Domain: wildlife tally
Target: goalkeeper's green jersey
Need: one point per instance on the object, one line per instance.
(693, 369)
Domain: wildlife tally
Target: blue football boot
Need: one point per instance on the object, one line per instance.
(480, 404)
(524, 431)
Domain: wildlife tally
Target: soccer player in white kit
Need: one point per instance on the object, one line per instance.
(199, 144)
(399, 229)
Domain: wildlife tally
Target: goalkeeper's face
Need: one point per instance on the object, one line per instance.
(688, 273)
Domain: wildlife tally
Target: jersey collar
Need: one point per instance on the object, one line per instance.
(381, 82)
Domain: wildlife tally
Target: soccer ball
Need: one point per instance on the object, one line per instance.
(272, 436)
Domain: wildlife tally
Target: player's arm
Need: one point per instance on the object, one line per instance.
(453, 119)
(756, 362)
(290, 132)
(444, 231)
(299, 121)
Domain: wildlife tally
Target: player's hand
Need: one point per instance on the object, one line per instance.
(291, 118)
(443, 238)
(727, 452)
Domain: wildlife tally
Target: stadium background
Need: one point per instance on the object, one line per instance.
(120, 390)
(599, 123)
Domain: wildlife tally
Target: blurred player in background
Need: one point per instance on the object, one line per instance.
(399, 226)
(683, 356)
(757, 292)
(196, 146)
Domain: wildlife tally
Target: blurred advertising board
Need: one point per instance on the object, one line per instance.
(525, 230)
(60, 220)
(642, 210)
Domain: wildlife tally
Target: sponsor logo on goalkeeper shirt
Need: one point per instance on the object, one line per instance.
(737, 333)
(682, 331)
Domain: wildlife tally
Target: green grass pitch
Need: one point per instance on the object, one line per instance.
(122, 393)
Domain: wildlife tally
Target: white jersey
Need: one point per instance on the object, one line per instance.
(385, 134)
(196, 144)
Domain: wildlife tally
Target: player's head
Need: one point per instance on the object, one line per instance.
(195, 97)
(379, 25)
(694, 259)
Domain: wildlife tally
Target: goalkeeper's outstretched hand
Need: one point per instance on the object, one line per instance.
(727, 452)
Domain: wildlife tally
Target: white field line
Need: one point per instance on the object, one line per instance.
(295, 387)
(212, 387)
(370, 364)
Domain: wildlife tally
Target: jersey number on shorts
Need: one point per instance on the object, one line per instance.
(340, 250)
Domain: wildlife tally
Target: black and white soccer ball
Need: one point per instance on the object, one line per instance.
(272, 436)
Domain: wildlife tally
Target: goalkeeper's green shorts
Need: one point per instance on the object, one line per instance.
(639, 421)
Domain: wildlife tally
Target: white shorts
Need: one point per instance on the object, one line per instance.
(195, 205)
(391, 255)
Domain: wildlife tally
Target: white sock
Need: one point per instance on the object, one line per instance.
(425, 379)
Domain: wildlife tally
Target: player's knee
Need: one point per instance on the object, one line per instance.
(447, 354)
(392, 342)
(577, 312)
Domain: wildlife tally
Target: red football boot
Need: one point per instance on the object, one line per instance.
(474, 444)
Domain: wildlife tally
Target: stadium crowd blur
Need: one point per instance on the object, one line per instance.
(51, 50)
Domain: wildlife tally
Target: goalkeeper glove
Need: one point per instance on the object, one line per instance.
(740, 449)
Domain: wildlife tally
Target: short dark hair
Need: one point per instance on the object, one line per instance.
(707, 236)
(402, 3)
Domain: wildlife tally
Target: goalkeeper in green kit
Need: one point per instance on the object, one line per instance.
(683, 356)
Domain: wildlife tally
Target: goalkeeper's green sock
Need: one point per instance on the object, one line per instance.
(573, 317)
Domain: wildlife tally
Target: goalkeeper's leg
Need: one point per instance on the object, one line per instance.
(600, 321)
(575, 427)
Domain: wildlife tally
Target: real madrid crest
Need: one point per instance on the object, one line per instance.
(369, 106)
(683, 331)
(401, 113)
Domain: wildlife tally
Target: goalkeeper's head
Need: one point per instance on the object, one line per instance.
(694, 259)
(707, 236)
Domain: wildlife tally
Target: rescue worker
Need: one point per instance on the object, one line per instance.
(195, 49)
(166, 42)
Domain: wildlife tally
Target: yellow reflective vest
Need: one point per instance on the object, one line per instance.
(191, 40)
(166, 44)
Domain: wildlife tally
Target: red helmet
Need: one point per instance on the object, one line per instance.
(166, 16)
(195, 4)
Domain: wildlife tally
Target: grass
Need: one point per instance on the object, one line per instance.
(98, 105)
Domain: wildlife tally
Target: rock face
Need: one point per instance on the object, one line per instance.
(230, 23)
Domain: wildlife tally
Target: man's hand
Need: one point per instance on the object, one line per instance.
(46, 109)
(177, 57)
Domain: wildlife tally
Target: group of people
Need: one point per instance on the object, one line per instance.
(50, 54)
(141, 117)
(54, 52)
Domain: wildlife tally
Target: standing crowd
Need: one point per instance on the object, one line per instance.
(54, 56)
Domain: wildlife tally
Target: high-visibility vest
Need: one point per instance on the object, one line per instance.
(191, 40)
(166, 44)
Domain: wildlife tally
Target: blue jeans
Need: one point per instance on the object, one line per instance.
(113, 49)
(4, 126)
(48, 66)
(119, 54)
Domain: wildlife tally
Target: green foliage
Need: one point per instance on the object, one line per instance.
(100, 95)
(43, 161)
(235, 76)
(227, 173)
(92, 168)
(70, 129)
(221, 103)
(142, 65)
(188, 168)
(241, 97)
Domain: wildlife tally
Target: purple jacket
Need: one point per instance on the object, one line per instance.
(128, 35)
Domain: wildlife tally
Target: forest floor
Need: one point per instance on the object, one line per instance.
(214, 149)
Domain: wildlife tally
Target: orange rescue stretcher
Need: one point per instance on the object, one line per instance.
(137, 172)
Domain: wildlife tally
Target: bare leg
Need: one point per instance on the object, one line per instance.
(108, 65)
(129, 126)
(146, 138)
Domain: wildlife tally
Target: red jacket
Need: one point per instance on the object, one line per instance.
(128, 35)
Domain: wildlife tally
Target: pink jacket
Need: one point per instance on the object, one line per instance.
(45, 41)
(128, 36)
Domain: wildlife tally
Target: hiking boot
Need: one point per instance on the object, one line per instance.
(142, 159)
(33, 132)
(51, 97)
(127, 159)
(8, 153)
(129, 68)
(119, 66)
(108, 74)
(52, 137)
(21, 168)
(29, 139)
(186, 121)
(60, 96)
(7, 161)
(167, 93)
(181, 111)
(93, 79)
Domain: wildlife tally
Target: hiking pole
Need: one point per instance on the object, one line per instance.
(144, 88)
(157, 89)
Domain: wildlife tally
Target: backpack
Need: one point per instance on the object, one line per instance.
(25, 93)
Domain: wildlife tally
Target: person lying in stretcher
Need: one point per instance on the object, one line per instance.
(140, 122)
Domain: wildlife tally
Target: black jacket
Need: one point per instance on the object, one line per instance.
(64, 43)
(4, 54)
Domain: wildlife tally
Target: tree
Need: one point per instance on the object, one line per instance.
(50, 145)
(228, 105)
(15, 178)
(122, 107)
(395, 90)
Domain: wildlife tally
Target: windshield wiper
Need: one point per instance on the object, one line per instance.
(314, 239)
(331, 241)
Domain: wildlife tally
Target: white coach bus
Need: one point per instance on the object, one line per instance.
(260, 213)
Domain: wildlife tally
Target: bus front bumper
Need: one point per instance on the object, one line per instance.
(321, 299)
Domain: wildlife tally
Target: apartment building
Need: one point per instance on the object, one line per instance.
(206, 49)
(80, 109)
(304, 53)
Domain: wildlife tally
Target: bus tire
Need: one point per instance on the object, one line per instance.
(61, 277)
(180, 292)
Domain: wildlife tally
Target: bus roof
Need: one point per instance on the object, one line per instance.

—————

> _Set task_: Report every line in the rows above that contains the string "hiking", treating uppercase and lowercase letters as distinct.

> _Written solution_:
Target: hiking boot
Target: hiking pole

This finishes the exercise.